+++ DATA FOR PROCESSING

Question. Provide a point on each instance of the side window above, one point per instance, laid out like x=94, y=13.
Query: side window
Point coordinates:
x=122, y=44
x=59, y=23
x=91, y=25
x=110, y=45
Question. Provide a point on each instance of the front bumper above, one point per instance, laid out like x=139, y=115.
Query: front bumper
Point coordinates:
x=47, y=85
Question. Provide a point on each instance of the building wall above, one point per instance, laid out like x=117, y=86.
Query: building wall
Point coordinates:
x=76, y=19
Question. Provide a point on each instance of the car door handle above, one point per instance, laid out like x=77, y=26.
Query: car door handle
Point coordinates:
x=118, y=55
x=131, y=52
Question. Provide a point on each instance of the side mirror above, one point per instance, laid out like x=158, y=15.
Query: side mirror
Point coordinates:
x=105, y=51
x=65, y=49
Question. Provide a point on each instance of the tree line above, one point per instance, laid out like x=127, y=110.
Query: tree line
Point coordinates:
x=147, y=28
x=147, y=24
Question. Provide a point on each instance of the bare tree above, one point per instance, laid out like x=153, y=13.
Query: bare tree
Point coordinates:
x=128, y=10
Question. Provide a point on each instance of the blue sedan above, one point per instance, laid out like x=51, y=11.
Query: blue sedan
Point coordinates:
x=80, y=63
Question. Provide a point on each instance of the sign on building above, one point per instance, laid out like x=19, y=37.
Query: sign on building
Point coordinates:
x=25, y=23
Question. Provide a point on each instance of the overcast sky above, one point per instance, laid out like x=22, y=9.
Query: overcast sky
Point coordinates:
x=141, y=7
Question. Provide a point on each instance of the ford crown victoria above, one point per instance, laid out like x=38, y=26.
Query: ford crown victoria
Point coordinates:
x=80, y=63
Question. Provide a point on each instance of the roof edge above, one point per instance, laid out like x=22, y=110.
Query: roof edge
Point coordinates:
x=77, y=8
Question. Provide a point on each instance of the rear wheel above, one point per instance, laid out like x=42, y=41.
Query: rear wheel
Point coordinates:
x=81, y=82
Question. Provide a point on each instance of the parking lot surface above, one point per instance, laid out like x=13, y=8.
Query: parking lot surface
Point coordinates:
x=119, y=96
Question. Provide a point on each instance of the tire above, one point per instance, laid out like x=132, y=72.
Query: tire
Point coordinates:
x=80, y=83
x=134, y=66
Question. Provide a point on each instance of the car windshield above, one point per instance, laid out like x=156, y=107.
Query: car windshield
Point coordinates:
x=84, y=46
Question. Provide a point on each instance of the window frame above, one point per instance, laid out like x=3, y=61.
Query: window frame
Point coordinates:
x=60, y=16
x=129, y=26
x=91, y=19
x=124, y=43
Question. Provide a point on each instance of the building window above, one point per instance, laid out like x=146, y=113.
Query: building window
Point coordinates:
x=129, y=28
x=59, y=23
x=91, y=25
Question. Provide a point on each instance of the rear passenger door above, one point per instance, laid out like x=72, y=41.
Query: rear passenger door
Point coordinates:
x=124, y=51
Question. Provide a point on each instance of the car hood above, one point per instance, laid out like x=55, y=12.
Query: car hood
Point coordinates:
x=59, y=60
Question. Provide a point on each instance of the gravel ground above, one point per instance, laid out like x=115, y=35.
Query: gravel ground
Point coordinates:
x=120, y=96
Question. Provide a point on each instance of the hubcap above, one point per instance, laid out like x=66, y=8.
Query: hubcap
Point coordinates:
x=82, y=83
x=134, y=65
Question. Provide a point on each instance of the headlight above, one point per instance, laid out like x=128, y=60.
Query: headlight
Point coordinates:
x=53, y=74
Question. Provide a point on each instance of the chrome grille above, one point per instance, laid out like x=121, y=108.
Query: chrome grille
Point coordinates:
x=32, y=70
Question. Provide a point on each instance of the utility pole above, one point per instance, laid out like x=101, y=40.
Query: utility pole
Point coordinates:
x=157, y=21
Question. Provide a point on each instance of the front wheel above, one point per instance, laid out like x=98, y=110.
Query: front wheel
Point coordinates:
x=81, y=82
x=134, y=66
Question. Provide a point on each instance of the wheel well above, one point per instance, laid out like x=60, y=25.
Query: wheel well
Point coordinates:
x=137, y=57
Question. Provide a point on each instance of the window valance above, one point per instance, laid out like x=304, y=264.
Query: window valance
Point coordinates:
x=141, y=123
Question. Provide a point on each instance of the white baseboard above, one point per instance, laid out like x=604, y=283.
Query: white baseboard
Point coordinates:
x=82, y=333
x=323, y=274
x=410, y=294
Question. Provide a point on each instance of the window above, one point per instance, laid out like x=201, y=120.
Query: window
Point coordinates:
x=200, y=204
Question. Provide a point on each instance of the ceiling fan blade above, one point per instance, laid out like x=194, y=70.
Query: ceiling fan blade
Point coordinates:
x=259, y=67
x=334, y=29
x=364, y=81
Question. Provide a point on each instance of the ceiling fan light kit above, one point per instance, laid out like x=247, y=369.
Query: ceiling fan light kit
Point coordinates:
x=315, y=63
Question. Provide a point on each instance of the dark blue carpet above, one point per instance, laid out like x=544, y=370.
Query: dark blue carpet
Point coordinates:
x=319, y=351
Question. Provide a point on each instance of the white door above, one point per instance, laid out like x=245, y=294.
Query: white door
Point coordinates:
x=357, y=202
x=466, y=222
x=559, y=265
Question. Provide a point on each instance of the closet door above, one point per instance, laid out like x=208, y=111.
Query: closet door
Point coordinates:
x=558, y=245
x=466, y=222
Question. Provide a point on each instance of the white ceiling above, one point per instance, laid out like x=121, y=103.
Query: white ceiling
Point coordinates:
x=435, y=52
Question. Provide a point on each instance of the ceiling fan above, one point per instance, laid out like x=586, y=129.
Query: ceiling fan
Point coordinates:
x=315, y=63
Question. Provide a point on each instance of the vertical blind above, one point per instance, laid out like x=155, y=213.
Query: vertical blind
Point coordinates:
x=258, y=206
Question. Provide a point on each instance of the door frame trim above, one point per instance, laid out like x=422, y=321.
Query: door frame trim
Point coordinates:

++++++

> PROMPT:
Rewrite the rows from the start through the line holding "x=147, y=24", inclusive, putting "wing mirror" wherever "side mirror" appears and changing nothing else.

> SOLVED PROBLEM:
Question. Provide a point on each instance of the side window above, one point per instance, laid out like x=94, y=13.
Query: side window
Point coordinates:
x=122, y=44
x=59, y=23
x=91, y=25
x=110, y=45
Question. Provide a point on each instance of the front bumper above, one point per instance, laid out like x=139, y=115.
Query: front bumper
Point coordinates:
x=47, y=85
Question. Provide a point on each instance of the building wall above, one point per instance, laid out like x=117, y=86.
Query: building wall
Point coordinates:
x=76, y=19
Question. Provide a point on each instance of the car door handle above, one point per instance, laid out like x=77, y=26.
Query: car door handle
Point coordinates:
x=118, y=55
x=131, y=52
Question. Provide a point on each instance of the wing mirror above, one point per instance, laid out like x=158, y=15.
Query: wing mirror
Point coordinates:
x=105, y=51
x=65, y=49
Question. Provide a point on each instance of the tree line above, one point per instance, laid out like x=127, y=110.
Query: tree line
Point coordinates:
x=147, y=28
x=147, y=24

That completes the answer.